▶ Seçilen Metin
══════════════════════════════
16. Başvurucu, Bakanlık görüşüne karşı
olarak verdiği cevapta, vücut bütünlüğünün kaybı nedeniyle olay tarihinden
sonra Ankara 3. Asliye Hukuk Mahkemesinde maddi ve manevi tazminat davası
açtığını, verilen görevsizlik kararından sonra ise 6/8/2013
tarihinde AYİM’de tam yargı davası açtığını
belirtmiştir.
17. Başvurucu, 12/12/2012
tarihli dilekçesi ile süresi içinde bireysel başvuruda bulunmuştur.
B. İlgili Hukuk
18. 8/6/1949 tarih ve 5434 sayılı Türkiye
Cumhuriyeti Emekli Sandığı Kanunu’nun 56. maddesinin birinci fıkrası şöyledir:
“Muvazzaf, yedek ve gönüllü erlerin silah altında
bulundukları esnada veya celp ve terhislerinde (Serbest sevkler dahil) sevkleri sırasında, Yedek Subay okulu öğrencilerinin
gerek okulda, gerek okuldan evvelki hazırlık kıtasında vazife malulü olmaları
halinde, kendilerine, öğrenim durumlarına göre, 657 sayılı Devlet Memurları
Kanununun 36 ncı maddesinde tespit edilen giriş
derece ve kademe tutarlarının, daha önce Devlet Memuriyetinde bulunmuş
olanlardan kazanılmış hak aylıkları veya emekli keseneğine esas aylıkları, sözü
edilen giriş derece ve kademe tutarının üzerinde olanlara bu aylıkları
emeklilik gösterge tablosunda karşılığı olan derece ve kademe tutarının,% 70'i
üzerinden aylık bağlanır.”
19. 31/5/2006 tarih ve 5510 sayılı Sosyal
Sigortalar ve Genel Sağlık Sigortası Kanunu’nun “Malul sayılma” kenar başlıklı 25. maddesinin birinci
fıkrası şöyledir:
“Sigortalının veya işverenin talebi üzerine Kurumca
yetkilendirilen sağlık hizmeti sunucularının sağlık kurullarınca usûlüne uygun düzenlenecek raporlar ve dayanağı tıbbî
belgelerin incelenmesi sonucu, 4 üncü maddenin birinci fıkrasının (a) ve (b)
bentleri kapsamındaki sigortalılar için çalışma gücünün veya iş kazası veya
meslek hastalığı sonucu meslekte kazanma gücünün en az % 60'ını, (c) bendi
kapsamındaki sigortalılar için çalışma gücünün en az % 60’ını veya vazifelerini
yapamayacak şekilde meslekte kazanma gücünü kaybettiği Kurum Sağlık Kurulunca
tespit edilen sigortalı, malûl sayılır.”
══════════════════════════════
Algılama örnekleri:
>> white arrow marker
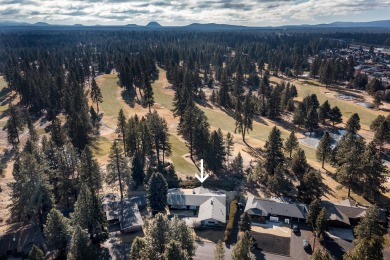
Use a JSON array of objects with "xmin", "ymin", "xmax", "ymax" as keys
[{"xmin": 195, "ymin": 159, "xmax": 209, "ymax": 183}]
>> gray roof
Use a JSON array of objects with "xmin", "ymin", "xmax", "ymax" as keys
[
  {"xmin": 167, "ymin": 189, "xmax": 226, "ymax": 206},
  {"xmin": 321, "ymin": 201, "xmax": 350, "ymax": 225},
  {"xmin": 245, "ymin": 196, "xmax": 307, "ymax": 219},
  {"xmin": 198, "ymin": 197, "xmax": 226, "ymax": 223},
  {"xmin": 103, "ymin": 196, "xmax": 144, "ymax": 230},
  {"xmin": 321, "ymin": 200, "xmax": 387, "ymax": 225}
]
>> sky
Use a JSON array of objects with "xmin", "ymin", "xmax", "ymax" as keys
[{"xmin": 0, "ymin": 0, "xmax": 390, "ymax": 26}]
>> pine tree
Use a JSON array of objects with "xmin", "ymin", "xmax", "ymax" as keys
[
  {"xmin": 336, "ymin": 133, "xmax": 365, "ymax": 197},
  {"xmin": 284, "ymin": 131, "xmax": 299, "ymax": 158},
  {"xmin": 316, "ymin": 132, "xmax": 332, "ymax": 168},
  {"xmin": 28, "ymin": 245, "xmax": 46, "ymax": 260},
  {"xmin": 306, "ymin": 199, "xmax": 321, "ymax": 229},
  {"xmin": 26, "ymin": 113, "xmax": 39, "ymax": 143},
  {"xmin": 144, "ymin": 213, "xmax": 170, "ymax": 260},
  {"xmin": 91, "ymin": 78, "xmax": 103, "ymax": 114},
  {"xmin": 50, "ymin": 117, "xmax": 66, "ymax": 147},
  {"xmin": 206, "ymin": 129, "xmax": 225, "ymax": 174},
  {"xmin": 311, "ymin": 248, "xmax": 331, "ymax": 260},
  {"xmin": 214, "ymin": 240, "xmax": 226, "ymax": 260},
  {"xmin": 218, "ymin": 71, "xmax": 230, "ymax": 108},
  {"xmin": 230, "ymin": 152, "xmax": 244, "ymax": 177},
  {"xmin": 71, "ymin": 184, "xmax": 108, "ymax": 244},
  {"xmin": 345, "ymin": 113, "xmax": 360, "ymax": 134},
  {"xmin": 3, "ymin": 105, "xmax": 24, "ymax": 147},
  {"xmin": 131, "ymin": 153, "xmax": 145, "ymax": 188},
  {"xmin": 9, "ymin": 152, "xmax": 53, "ymax": 229},
  {"xmin": 343, "ymin": 236, "xmax": 384, "ymax": 260},
  {"xmin": 147, "ymin": 172, "xmax": 168, "ymax": 212},
  {"xmin": 210, "ymin": 90, "xmax": 217, "ymax": 104},
  {"xmin": 264, "ymin": 126, "xmax": 284, "ymax": 175},
  {"xmin": 366, "ymin": 78, "xmax": 383, "ymax": 96},
  {"xmin": 360, "ymin": 142, "xmax": 387, "ymax": 200},
  {"xmin": 106, "ymin": 141, "xmax": 133, "ymax": 205},
  {"xmin": 67, "ymin": 226, "xmax": 97, "ymax": 260},
  {"xmin": 354, "ymin": 205, "xmax": 384, "ymax": 239},
  {"xmin": 344, "ymin": 205, "xmax": 384, "ymax": 260},
  {"xmin": 374, "ymin": 120, "xmax": 390, "ymax": 149},
  {"xmin": 373, "ymin": 91, "xmax": 383, "ymax": 109},
  {"xmin": 316, "ymin": 208, "xmax": 328, "ymax": 237},
  {"xmin": 142, "ymin": 74, "xmax": 154, "ymax": 113},
  {"xmin": 169, "ymin": 215, "xmax": 196, "ymax": 257},
  {"xmin": 164, "ymin": 240, "xmax": 189, "ymax": 260},
  {"xmin": 130, "ymin": 236, "xmax": 147, "ymax": 260},
  {"xmin": 44, "ymin": 208, "xmax": 69, "ymax": 257},
  {"xmin": 115, "ymin": 109, "xmax": 127, "ymax": 155},
  {"xmin": 298, "ymin": 170, "xmax": 323, "ymax": 204},
  {"xmin": 238, "ymin": 212, "xmax": 252, "ymax": 232},
  {"xmin": 231, "ymin": 231, "xmax": 255, "ymax": 260},
  {"xmin": 293, "ymin": 103, "xmax": 306, "ymax": 126},
  {"xmin": 329, "ymin": 106, "xmax": 343, "ymax": 126},
  {"xmin": 291, "ymin": 148, "xmax": 309, "ymax": 179}
]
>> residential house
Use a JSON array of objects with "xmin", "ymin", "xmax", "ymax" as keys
[
  {"xmin": 321, "ymin": 199, "xmax": 387, "ymax": 228},
  {"xmin": 0, "ymin": 224, "xmax": 44, "ymax": 258},
  {"xmin": 102, "ymin": 194, "xmax": 144, "ymax": 233},
  {"xmin": 245, "ymin": 196, "xmax": 308, "ymax": 224},
  {"xmin": 167, "ymin": 187, "xmax": 227, "ymax": 226}
]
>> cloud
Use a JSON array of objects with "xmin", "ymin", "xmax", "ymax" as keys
══════════════════════════════
▶ Alıştırmanın Amacı
Seçilen metne göre başvurucu, AYİM'de tam yargı davasını hangi tarihte açmıştır? Bu materyal, çalışmayı yapmak için gerekli değildir.

▶ Yazılı Cevap
6/8/2013 tarihinde.